■ **Task instructions**
Copy the lines from the start of the records through the line holding "positive clicks: (160, 164)", inclusive, and switch "rough mask" to "coarse mask". Leave everything else unchanged.

━━━ Data section ━━━

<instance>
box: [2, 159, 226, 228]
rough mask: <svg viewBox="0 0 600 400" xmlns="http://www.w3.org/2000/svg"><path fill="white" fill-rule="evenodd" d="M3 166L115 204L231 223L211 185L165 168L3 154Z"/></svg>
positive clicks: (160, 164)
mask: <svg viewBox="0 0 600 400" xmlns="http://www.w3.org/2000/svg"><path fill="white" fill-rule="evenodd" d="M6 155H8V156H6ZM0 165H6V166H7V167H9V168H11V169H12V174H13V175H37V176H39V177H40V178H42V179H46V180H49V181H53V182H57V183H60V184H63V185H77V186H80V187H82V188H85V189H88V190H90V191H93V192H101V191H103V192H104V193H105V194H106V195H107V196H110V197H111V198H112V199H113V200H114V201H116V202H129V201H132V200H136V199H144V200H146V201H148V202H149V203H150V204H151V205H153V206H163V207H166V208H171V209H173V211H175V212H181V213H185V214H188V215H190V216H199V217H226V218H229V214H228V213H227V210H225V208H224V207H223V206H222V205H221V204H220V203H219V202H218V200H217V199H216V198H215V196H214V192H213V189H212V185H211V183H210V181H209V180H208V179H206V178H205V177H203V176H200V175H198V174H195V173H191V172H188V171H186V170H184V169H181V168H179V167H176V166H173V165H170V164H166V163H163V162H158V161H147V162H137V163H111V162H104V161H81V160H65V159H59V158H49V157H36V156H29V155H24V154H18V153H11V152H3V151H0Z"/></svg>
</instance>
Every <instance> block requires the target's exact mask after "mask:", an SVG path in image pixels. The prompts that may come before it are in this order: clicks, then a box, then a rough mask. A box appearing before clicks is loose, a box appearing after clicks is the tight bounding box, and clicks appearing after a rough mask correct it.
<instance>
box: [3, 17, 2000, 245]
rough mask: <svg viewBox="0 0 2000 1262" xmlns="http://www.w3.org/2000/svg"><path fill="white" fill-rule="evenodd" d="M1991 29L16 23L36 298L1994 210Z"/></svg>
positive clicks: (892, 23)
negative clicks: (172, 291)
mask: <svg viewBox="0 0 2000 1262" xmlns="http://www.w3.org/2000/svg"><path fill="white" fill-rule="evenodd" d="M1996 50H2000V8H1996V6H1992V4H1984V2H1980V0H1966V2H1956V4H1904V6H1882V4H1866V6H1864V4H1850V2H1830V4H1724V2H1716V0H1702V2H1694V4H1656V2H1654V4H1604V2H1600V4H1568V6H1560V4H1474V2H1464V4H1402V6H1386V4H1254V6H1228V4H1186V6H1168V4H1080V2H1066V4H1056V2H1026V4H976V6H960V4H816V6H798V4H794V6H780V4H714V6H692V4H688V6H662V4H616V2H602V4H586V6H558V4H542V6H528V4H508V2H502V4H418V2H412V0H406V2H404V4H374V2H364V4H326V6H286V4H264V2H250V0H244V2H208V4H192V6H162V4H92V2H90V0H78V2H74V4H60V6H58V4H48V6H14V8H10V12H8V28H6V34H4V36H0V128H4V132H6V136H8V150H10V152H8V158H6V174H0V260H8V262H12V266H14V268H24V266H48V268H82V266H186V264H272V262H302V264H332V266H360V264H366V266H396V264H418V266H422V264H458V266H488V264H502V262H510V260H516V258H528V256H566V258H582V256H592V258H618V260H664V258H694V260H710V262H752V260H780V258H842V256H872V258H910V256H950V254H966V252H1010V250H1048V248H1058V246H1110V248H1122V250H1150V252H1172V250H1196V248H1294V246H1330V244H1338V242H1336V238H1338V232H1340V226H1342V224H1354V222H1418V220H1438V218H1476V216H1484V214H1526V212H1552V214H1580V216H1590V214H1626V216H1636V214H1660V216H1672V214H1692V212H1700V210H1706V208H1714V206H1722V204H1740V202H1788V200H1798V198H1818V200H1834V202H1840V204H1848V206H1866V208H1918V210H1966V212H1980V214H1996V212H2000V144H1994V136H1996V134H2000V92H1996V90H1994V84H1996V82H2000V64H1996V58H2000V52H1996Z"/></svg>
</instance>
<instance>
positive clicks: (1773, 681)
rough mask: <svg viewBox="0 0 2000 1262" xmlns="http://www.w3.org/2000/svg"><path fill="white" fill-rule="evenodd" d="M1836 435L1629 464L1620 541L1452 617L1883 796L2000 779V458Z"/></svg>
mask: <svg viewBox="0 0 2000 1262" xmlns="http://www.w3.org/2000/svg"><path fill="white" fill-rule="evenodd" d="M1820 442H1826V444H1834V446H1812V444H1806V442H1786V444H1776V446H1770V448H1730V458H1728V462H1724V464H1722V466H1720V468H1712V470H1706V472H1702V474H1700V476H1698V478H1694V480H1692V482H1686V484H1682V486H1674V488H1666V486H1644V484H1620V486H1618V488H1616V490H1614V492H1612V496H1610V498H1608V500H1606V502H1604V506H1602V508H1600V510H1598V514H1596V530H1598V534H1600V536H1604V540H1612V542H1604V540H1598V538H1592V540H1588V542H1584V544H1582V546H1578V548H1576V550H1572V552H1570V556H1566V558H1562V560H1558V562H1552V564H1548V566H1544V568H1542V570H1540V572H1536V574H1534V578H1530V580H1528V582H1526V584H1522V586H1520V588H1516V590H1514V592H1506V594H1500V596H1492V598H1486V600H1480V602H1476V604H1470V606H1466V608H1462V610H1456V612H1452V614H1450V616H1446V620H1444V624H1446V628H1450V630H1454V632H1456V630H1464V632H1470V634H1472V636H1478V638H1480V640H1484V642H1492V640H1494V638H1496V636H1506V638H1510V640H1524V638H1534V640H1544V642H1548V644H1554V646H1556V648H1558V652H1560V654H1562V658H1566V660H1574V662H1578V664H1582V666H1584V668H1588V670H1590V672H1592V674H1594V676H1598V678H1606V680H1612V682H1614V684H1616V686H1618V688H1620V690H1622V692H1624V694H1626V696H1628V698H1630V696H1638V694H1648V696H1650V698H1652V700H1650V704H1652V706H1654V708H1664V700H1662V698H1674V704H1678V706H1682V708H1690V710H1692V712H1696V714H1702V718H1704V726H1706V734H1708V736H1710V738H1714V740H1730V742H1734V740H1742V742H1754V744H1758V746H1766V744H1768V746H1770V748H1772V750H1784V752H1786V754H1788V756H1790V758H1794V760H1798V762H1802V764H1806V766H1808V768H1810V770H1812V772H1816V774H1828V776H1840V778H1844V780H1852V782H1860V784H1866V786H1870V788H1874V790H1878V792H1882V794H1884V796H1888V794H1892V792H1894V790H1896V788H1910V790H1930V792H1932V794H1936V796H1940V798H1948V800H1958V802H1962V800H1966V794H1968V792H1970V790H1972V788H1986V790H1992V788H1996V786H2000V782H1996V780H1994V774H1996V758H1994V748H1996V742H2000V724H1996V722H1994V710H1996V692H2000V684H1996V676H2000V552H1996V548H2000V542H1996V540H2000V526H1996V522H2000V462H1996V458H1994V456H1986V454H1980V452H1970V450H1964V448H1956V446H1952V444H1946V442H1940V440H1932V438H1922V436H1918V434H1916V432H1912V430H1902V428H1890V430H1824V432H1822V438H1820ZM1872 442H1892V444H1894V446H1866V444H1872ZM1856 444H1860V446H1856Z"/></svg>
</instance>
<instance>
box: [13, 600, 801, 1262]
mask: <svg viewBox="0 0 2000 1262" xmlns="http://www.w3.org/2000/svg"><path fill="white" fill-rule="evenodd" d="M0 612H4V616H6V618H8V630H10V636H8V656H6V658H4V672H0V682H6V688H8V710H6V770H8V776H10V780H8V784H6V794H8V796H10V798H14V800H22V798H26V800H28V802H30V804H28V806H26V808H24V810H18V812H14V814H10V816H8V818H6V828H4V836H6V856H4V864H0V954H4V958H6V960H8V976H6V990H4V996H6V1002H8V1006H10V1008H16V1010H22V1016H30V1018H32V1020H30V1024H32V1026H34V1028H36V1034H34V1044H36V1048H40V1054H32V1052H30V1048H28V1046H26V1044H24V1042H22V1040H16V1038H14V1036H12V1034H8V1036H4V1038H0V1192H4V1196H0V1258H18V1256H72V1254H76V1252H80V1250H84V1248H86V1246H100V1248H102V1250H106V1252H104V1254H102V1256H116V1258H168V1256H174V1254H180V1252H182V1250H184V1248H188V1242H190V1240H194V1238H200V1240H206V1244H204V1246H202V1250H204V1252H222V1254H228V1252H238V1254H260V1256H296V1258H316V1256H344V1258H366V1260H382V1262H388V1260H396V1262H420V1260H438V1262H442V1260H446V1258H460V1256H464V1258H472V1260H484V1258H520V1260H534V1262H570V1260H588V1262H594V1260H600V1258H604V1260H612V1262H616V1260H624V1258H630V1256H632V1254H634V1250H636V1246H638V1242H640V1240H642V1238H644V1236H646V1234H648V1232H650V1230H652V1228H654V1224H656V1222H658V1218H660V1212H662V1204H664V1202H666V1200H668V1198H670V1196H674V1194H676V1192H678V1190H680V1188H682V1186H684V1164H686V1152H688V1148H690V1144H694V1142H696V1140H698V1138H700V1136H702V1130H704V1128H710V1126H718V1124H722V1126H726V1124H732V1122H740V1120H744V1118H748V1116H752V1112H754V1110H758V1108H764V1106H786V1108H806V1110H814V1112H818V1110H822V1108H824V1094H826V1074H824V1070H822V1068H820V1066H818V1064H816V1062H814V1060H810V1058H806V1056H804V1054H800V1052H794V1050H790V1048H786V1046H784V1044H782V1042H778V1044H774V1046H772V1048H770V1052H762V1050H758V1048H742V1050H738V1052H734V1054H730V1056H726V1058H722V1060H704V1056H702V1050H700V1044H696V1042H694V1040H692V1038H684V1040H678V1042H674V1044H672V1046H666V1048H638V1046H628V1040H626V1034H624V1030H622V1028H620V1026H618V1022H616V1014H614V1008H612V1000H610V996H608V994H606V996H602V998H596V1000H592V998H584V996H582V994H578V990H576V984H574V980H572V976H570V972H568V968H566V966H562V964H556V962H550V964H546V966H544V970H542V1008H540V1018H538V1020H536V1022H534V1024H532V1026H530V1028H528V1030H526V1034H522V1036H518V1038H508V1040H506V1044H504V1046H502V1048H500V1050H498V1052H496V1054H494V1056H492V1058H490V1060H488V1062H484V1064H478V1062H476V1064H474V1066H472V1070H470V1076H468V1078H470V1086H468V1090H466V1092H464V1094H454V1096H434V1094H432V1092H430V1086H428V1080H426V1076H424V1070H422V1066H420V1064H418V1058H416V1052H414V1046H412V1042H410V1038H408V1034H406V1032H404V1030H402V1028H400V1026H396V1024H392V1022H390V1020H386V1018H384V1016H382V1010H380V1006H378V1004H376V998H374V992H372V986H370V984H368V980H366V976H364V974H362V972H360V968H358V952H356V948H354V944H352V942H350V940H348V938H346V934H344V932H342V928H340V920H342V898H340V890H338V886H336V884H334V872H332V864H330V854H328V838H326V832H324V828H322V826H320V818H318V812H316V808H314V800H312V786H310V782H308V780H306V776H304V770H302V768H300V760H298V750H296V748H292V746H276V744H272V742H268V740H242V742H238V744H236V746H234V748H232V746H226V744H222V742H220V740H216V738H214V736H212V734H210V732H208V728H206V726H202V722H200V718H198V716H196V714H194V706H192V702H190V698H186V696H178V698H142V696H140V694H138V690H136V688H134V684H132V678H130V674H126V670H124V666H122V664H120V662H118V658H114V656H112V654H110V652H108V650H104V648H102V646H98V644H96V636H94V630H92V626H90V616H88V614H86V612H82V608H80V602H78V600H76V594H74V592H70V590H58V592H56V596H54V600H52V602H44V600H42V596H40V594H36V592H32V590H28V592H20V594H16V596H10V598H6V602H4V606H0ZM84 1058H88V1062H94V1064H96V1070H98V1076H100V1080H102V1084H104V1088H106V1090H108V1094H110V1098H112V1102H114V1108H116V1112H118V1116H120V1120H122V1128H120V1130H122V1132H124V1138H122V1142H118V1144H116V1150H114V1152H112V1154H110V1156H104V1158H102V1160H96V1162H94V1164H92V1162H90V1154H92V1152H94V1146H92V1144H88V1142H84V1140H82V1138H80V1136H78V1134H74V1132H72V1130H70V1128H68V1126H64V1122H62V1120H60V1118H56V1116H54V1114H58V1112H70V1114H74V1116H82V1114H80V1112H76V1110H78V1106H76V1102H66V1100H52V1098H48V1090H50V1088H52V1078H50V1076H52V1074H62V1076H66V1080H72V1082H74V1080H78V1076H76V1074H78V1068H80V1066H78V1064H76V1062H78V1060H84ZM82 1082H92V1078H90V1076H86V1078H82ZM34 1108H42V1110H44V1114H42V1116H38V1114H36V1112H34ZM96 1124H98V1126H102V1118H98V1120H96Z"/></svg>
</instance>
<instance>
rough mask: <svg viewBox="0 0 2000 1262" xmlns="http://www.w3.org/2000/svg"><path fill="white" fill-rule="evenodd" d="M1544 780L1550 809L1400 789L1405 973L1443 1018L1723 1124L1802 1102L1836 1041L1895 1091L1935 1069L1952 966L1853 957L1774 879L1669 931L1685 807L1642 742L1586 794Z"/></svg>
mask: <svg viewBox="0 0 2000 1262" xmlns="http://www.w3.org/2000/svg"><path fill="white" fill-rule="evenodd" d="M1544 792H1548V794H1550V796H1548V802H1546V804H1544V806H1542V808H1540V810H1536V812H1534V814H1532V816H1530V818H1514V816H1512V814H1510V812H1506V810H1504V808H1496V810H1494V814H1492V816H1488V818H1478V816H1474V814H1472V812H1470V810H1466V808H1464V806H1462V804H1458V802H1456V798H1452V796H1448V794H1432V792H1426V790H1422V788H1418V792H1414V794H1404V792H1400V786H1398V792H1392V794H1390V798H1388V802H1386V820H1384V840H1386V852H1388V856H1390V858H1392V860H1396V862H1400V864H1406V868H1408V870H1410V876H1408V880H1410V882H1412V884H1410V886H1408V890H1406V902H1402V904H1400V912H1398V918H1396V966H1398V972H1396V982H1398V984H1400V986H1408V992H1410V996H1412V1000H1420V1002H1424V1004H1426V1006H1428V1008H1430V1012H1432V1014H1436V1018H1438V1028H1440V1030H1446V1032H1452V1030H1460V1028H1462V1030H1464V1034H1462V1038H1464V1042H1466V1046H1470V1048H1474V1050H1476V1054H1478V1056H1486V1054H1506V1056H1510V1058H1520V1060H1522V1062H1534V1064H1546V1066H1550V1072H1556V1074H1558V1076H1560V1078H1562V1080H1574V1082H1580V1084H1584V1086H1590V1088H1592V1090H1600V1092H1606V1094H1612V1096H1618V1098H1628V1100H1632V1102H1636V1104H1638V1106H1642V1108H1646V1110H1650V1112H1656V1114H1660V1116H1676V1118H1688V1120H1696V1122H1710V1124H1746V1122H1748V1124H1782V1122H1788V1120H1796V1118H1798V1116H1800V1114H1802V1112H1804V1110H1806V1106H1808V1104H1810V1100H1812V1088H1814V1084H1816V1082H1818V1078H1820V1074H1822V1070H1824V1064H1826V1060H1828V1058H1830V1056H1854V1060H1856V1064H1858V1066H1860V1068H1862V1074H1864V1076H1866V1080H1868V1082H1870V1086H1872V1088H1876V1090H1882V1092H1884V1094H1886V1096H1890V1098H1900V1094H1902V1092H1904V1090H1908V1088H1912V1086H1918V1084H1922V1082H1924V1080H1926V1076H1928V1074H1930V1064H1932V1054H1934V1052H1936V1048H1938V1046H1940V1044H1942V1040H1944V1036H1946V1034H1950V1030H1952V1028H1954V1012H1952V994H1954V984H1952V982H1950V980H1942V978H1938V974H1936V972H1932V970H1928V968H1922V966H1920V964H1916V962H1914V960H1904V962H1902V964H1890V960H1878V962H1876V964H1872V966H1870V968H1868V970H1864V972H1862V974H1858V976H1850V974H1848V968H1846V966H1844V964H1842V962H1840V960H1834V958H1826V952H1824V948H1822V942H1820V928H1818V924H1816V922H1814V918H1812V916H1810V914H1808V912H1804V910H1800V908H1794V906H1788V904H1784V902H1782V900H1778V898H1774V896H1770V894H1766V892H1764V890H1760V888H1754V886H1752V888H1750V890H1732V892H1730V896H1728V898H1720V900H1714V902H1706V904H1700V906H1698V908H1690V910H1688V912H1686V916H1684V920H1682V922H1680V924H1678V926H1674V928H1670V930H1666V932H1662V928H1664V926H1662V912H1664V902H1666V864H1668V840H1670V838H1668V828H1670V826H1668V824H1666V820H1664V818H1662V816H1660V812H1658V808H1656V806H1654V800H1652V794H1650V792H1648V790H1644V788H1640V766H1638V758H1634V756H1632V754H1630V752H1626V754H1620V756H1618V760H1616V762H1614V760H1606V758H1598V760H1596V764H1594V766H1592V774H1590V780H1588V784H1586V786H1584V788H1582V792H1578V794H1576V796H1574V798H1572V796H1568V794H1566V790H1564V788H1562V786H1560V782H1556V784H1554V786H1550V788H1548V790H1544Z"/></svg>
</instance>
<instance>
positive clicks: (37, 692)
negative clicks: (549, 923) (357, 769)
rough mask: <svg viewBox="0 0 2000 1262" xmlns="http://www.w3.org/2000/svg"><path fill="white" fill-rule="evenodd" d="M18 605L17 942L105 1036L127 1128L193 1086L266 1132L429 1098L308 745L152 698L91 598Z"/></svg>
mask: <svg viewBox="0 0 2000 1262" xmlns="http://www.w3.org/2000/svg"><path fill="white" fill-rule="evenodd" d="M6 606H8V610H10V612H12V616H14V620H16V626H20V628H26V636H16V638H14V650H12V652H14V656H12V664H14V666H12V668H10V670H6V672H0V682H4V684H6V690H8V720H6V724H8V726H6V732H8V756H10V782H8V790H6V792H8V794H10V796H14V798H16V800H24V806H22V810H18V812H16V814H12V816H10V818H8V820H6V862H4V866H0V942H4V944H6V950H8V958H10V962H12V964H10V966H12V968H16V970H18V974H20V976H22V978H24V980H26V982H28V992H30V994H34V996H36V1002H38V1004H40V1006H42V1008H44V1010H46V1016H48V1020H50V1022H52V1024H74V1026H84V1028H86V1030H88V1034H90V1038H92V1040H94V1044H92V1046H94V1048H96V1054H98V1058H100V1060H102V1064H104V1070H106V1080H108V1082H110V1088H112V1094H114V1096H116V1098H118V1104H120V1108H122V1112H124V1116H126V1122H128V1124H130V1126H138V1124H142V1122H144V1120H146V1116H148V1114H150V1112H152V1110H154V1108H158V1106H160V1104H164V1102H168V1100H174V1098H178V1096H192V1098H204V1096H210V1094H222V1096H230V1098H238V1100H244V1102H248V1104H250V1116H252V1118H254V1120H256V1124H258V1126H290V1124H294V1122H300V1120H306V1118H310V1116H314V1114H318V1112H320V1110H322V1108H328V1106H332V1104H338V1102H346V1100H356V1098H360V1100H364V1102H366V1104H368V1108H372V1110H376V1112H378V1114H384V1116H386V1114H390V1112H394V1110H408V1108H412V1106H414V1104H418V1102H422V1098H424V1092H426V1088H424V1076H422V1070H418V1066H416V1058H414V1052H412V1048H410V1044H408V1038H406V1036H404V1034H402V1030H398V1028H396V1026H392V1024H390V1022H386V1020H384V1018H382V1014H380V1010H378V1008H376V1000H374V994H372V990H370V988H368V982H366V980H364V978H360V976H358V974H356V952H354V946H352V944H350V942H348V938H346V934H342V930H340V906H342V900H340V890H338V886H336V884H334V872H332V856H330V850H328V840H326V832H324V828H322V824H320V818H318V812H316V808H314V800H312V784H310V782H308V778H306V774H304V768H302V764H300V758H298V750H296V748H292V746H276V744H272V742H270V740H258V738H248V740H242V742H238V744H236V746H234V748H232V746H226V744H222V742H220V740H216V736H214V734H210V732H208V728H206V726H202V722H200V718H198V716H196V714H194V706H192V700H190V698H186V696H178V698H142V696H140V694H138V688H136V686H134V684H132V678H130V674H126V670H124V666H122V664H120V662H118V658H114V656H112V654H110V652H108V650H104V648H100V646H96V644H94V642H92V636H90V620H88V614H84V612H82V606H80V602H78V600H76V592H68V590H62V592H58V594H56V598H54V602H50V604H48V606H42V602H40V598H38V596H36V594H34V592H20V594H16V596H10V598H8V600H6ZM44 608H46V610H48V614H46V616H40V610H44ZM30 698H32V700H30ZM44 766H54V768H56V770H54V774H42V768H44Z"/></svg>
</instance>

━━━

■ **Response area**
<instance>
box: [2, 159, 226, 228]
coarse mask: <svg viewBox="0 0 600 400" xmlns="http://www.w3.org/2000/svg"><path fill="white" fill-rule="evenodd" d="M3 166L115 204L231 223L211 185L165 168L3 154Z"/></svg>
positive clicks: (160, 164)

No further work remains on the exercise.